RECORDS SHOWN:
☆ ☆ ☆ ☆
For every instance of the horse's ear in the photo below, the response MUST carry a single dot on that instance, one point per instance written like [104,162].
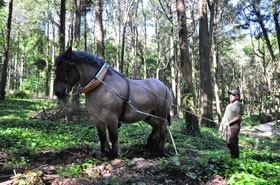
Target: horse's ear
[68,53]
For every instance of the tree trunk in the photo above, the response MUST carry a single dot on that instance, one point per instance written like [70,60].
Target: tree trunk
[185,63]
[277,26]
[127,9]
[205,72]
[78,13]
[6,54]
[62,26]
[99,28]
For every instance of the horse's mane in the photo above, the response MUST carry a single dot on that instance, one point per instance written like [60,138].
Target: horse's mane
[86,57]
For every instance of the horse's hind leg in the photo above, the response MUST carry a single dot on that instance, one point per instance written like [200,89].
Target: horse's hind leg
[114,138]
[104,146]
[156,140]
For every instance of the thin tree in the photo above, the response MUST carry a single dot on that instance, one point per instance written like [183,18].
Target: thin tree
☆ ☆ ☆ ☆
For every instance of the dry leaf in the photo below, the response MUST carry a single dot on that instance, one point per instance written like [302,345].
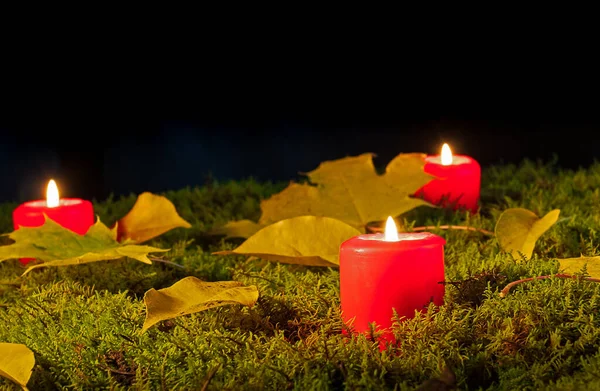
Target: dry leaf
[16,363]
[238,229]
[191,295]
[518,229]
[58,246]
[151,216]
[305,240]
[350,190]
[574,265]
☆ ☆ ☆ ☆
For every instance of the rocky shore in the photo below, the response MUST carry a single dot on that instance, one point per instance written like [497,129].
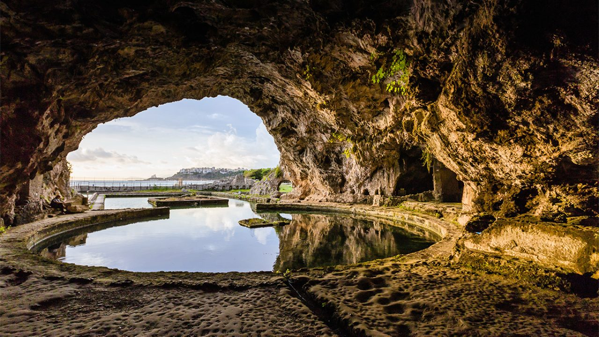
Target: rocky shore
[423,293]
☆ ☆ ☆ ☆
TASK PROMPT:
Transcribe the lines above, starting at the line that contains "For every instance of the horse's hind" and stopping after the line that contains "Target: thin tree". Include both of those lines.

FINISHED EXERCISE:
For every instance of the horse's hind leg in the photo above, the response MUST carry a single dot on that instance, one point per instance written like [200,89].
Target: horse's hind leg
[114,138]
[104,146]
[156,140]
For every instance of the thin tree in the photo above, the response MUST carry a single dot on that instance, one point per instance written like [183,18].
Target: thin tree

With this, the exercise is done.